- **DO THIS**: Update the stretch of the data from the line containing "For every instance of the white wall" through the end of the data, changing "pin" to "marker" and leaving everything else unchanged. Return only that stretch.

Location identification entries:

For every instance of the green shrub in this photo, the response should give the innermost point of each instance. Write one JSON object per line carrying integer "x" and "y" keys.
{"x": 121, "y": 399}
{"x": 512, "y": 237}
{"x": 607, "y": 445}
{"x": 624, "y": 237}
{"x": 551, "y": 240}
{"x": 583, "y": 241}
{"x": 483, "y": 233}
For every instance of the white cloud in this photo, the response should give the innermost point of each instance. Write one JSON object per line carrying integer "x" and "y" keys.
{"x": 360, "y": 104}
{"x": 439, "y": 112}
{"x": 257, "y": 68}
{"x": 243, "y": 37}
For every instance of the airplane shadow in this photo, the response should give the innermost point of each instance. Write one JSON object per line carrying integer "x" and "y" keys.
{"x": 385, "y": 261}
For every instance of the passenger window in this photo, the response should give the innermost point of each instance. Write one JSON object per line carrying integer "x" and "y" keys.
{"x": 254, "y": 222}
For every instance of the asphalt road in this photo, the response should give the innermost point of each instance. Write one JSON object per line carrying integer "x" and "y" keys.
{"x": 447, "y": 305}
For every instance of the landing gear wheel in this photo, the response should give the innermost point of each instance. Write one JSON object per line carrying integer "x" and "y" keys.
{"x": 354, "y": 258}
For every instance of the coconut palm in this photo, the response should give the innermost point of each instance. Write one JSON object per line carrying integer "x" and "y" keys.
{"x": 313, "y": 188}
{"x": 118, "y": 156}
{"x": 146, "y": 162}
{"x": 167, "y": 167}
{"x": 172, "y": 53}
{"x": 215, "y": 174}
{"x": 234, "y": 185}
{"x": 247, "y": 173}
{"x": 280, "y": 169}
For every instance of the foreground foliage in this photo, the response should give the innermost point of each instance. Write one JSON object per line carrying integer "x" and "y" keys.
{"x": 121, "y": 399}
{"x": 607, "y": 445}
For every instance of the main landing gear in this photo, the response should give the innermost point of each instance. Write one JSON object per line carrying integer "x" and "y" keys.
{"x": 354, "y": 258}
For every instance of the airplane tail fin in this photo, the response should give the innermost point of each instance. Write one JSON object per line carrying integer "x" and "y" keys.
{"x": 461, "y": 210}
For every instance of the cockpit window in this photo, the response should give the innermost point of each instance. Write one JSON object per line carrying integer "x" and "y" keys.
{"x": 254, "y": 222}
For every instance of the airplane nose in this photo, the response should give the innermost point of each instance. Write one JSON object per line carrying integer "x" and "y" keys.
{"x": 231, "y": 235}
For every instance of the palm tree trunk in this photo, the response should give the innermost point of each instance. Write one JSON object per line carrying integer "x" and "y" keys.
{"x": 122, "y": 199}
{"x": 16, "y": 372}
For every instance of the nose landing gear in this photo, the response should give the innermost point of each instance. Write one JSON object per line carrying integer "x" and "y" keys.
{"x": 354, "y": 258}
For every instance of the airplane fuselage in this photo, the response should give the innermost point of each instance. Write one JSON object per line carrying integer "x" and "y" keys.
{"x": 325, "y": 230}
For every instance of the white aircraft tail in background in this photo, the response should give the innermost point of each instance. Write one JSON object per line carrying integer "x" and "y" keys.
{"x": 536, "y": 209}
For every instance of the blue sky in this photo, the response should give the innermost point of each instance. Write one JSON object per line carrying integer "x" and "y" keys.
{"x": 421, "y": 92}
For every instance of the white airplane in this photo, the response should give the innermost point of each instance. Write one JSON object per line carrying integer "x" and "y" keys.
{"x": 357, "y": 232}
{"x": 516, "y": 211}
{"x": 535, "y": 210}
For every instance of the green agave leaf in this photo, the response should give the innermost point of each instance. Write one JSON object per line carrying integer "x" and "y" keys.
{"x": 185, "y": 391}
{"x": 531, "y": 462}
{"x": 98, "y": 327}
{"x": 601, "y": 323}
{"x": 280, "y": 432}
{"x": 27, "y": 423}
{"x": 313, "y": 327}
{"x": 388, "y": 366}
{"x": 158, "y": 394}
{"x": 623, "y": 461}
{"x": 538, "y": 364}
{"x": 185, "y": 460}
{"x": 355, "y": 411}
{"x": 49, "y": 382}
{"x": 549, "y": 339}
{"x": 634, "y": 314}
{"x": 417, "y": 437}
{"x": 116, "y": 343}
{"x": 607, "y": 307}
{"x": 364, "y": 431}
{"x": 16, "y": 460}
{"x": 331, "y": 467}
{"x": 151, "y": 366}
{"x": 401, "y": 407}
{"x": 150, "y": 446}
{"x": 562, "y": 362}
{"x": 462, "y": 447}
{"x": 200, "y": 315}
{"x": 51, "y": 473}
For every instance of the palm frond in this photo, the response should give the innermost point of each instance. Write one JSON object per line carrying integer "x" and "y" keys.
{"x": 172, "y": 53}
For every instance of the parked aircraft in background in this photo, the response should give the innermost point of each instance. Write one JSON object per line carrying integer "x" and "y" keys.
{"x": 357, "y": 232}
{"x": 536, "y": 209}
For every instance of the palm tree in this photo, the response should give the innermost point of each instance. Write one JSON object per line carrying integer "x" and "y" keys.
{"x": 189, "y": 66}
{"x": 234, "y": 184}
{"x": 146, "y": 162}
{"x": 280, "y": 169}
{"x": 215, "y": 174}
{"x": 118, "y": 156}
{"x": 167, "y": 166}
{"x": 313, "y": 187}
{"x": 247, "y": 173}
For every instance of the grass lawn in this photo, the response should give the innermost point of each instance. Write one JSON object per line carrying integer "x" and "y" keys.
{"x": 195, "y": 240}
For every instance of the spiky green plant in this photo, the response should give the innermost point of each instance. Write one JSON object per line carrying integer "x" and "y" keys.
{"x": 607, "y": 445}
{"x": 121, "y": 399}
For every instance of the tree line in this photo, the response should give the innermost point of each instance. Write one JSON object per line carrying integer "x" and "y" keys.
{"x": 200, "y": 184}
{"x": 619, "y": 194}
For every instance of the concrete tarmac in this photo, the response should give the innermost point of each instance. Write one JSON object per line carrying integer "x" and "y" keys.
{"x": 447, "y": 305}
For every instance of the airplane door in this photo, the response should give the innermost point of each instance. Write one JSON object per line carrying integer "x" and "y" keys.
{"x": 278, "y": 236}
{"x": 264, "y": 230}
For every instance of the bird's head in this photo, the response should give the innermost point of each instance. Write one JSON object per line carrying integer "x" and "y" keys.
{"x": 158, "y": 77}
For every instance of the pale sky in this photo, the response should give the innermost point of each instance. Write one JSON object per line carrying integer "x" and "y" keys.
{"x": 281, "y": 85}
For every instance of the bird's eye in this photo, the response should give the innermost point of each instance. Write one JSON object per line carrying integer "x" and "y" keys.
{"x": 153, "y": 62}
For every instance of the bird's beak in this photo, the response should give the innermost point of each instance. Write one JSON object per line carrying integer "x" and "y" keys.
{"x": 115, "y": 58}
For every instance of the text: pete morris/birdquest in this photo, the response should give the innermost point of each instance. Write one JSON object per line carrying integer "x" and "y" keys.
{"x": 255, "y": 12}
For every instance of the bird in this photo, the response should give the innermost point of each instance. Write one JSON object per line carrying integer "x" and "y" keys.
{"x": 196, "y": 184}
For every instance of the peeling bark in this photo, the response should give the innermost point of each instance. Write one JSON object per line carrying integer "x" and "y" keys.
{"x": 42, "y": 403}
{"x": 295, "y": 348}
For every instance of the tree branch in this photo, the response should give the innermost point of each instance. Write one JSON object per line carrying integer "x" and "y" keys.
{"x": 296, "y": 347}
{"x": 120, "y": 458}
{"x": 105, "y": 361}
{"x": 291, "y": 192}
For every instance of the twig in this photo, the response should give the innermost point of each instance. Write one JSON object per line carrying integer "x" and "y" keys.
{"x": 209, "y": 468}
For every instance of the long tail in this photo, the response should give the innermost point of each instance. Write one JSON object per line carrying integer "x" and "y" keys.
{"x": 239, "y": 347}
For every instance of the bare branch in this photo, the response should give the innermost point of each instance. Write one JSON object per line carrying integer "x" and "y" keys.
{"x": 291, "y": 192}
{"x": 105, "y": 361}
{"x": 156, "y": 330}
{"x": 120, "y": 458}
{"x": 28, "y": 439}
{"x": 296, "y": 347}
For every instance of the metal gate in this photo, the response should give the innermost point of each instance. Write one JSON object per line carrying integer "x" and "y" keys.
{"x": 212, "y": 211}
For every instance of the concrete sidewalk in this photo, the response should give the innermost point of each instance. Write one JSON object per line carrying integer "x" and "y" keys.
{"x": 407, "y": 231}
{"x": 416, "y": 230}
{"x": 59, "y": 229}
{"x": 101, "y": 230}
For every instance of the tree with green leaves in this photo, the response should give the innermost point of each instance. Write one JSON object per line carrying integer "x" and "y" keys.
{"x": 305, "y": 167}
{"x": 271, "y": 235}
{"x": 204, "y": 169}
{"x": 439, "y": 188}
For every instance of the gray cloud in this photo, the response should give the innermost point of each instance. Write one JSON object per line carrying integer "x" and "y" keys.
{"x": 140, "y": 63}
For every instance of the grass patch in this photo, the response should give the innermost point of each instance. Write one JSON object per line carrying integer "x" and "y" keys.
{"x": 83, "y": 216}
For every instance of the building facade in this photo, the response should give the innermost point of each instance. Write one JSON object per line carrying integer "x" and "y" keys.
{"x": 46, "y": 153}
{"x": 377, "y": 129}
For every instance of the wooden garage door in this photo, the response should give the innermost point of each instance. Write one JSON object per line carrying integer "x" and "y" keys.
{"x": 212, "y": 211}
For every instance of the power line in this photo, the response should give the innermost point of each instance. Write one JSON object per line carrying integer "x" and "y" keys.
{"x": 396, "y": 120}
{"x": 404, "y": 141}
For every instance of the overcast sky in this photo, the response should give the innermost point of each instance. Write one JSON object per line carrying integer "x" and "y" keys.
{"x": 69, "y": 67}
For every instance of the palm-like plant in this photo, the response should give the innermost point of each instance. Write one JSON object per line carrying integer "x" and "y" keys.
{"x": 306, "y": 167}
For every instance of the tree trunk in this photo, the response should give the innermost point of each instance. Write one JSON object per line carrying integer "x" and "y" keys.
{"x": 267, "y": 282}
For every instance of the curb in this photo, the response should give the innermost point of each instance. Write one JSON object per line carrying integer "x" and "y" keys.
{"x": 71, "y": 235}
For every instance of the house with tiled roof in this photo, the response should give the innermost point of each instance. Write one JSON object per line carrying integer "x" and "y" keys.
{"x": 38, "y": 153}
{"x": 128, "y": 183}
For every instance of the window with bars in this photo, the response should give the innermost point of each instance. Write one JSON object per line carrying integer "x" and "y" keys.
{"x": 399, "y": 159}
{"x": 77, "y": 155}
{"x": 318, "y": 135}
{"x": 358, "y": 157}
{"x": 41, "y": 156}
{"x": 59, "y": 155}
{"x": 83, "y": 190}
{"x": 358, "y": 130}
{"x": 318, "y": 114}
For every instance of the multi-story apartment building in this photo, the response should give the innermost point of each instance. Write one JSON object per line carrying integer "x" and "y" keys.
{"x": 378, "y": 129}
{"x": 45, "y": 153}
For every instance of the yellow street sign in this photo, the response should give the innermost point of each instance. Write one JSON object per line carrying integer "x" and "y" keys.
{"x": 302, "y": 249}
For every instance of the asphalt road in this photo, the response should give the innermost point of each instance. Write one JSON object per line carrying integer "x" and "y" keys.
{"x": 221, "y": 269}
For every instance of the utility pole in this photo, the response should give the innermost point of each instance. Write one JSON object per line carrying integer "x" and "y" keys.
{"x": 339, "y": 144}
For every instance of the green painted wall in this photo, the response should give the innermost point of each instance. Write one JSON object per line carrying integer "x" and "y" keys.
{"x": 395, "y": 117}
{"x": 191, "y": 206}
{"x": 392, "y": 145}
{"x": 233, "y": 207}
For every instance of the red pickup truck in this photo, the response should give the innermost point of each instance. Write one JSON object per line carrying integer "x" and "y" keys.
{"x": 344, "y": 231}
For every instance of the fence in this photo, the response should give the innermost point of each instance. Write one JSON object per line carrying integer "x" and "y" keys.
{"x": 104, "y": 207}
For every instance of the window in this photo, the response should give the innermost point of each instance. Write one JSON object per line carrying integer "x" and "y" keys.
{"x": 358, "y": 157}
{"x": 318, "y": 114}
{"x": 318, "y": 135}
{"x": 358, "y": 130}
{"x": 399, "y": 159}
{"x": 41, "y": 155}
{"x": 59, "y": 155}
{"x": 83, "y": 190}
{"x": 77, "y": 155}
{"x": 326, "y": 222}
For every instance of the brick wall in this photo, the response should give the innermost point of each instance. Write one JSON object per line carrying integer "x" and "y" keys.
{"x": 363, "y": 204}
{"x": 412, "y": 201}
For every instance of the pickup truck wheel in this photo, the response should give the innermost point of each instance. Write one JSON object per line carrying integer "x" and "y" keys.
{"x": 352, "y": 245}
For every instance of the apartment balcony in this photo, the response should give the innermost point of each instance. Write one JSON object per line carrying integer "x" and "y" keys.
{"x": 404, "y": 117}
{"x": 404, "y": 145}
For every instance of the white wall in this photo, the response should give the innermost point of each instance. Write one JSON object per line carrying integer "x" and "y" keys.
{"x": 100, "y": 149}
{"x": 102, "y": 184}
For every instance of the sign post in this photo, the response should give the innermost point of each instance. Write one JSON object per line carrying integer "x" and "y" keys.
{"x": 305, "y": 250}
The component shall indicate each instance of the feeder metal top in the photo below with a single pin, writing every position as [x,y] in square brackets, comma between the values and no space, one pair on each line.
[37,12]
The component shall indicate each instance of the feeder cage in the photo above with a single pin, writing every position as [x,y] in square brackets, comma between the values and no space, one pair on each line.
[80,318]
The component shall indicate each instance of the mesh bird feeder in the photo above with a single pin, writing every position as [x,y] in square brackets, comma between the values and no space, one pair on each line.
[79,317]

- **EXERCISE ANSWER**:
For every instance of the white wall in this photo, the response should give the innermost point of each instance. Write one JSON object per line carrying integer "x" and "y" keys.
{"x": 100, "y": 149}
{"x": 102, "y": 184}
For every instance of the sign post in this photo, the response should give the innermost point of each instance. Write one JSON object per line carrying integer "x" and "y" keys.
{"x": 305, "y": 250}
The component shall indicate each instance of the feeder metal top in the photo below with a single marker, writing every position as [x,y] in square brackets, comma between the values and no space, one pair on each line.
[37,12]
The component shall indicate each instance of the feeder cage in the photo above with a single marker, writing every position as [x,y] in square brackets, comma between the values and no space, one pair on each line.
[80,318]
The component shall indicate each instance of the mesh bird feeder in the photo above with a single marker, writing every position as [x,y] in square brackets, comma between the values and no space, one pair on each line.
[79,317]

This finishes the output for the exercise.